Top of STUDY MATERIAL

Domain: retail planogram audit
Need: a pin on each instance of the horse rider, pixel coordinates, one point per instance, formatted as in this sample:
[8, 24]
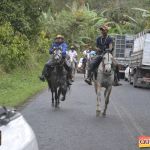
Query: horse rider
[73, 54]
[103, 42]
[58, 43]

Bottom of STUDY MATERIAL

WHAT IS EXPECTED: Restate the records above verbatim. Pictures stay out.

COMPLETED TASK:
Domain: retail planogram audit
Need: a pin on each instance of the horse rider, pixel coordinates, one point per instance, formatted as in this sample:
[8, 24]
Query: horse rider
[73, 54]
[103, 42]
[58, 43]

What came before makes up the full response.